■ **Activity**:
A full, exact copy of the listing is needed, with images omitted.

■ **Data records**:
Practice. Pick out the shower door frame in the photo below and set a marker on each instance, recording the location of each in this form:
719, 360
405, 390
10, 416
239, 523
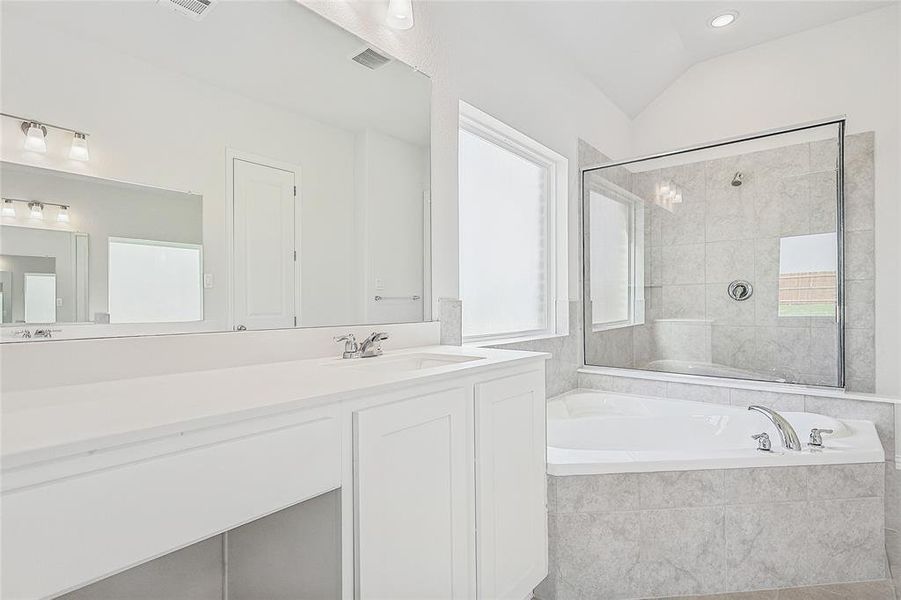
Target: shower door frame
839, 121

■ **Finished exercise**:
Practice. Pick out the shower door frame in the photo below and set a marker on each instance, recording the location of each in this form:
719, 360
405, 390
10, 416
239, 523
Target: shower door frame
839, 121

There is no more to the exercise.